(Coordinate annotation records)
- - -
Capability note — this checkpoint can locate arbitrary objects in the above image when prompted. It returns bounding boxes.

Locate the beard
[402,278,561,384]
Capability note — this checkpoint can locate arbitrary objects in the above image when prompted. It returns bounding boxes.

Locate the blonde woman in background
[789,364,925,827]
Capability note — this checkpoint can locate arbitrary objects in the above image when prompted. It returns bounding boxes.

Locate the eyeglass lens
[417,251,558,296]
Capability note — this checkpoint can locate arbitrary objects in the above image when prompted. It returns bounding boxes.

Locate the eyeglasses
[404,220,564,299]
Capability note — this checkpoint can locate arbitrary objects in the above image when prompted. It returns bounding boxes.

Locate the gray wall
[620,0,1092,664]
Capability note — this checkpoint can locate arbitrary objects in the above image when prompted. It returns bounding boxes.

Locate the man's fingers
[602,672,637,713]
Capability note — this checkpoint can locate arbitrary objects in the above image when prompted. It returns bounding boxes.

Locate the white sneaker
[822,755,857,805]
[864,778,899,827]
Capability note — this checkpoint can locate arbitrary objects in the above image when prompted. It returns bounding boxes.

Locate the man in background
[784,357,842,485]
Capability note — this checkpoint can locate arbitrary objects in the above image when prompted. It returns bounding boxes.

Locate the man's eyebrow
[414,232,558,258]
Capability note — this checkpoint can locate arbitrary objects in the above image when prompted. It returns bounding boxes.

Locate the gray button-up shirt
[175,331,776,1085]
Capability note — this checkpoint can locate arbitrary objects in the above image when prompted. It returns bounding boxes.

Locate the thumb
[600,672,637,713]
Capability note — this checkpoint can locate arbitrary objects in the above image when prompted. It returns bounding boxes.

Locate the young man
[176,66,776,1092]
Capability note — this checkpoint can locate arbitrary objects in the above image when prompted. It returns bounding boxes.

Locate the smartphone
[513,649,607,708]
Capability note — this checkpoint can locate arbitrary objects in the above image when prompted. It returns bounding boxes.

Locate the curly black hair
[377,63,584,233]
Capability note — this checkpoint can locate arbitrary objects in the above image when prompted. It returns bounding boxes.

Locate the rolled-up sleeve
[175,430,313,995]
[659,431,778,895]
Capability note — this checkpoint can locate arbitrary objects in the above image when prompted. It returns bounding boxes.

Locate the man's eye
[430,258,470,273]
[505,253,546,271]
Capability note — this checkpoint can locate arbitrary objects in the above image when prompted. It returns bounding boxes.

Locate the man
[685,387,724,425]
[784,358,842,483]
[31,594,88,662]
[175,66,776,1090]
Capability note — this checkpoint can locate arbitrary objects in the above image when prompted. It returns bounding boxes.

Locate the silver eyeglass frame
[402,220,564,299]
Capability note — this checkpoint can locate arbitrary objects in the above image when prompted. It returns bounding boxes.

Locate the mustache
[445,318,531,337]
- - -
■ Instructions to follow
Copy every record above line for line, with no changes.

■ The output
Capability note — this checkpoint can locate arbitrary objects in the above image when prompted. It returns bounding boxes.

Locate the beard
[402,278,561,384]
Capability note — this checkpoint can locate arbitrary objects in the above image when prompted. It returns bounding boxes.

Locate the blonde woman in background
[789,364,925,827]
Capability note — this checkpoint can locate arbitrary objects in the above image when prompted. It returns bounding boxes.

Locate the eyeglass lens
[417,251,558,296]
Capability note — this checkpoint can locate arbitrary objects in the above image when prompted. It returns bounding boxes.

Locate the eyeglasses
[404,220,564,299]
Capability note — this checkpoint can locate arbitrary objects in the above image when prompted. It returns bounding boxes.

Locate the gray wall
[620,0,1092,664]
Capability note — this checkpoint can locate arbitrary objects in the above image when prompted. It returns bounding boxes.

Locate the man's fingers
[602,672,637,713]
Capability note — this checkpoint can locate arbitrary objects in the above image when prompted. It returns bounding boxes.

Locate the white sneaker
[822,755,857,805]
[864,778,899,827]
Capability note — this checkpoint can locate arbitrary objects in the above image when prompted. It returns bounding boxes.

Locate the man in background
[784,357,842,485]
Capability note — this checkpoint can locate arbitrary objects in the above image when prompted. It returns bounding boxes.

Locate the man's eyebrow
[414,232,558,258]
Capability note — this checkpoint can locate arbitrary objects in the above image when prompted. It returns bounding boxes.

Locate the gray button-up shirt
[175,331,776,1085]
Capability note — this checkpoint can locate arbitrary objects in the above image when prompted. It returns bounding boxes.

Locate the thumb
[600,672,637,713]
Capability note — this checkpoint can locate arbitrary objects in the above image when prompted. It returns bounding boxes.

Locate the young man
[176,66,776,1092]
Capability note — this checkpoint can locate arbitrary objects in the above image when prompted. It returns bounding boxes.

Locate the smartphone
[513,649,607,708]
Capability note — this checkpoint can locate arbitrary objects in the above image when prompted. It returns bounding boxes.

Locate the curly black hair
[377,63,584,233]
Capability note — this checkpoint can locate arbitrary objects in the above image when prompted. It returns bounding boxes.

Locate the rolled-up sleeve
[175,430,313,995]
[659,431,778,895]
Capability note — this checkpoint can locate arbitrary objects in the above image when prompted. It returns bounding boxes.

Locate the man's eye
[430,258,470,273]
[505,253,546,271]
Capability note — this checkpoint can locate arbitrary objects in the above image when prompted. It returns bounding boxes.

Locate the man
[685,387,724,425]
[784,358,842,483]
[31,594,88,662]
[175,66,776,1090]
Capability note — this checkpoint can locate arbitrary objects in the above image when prompted. It returns bounding boxes.

Locate the silver eyeglass frame
[402,220,564,299]
Capability note — this checkpoint can locate arbitrary objects in the above image when prompted. It returns bounding boxes.

Locate the mustache
[445,318,531,337]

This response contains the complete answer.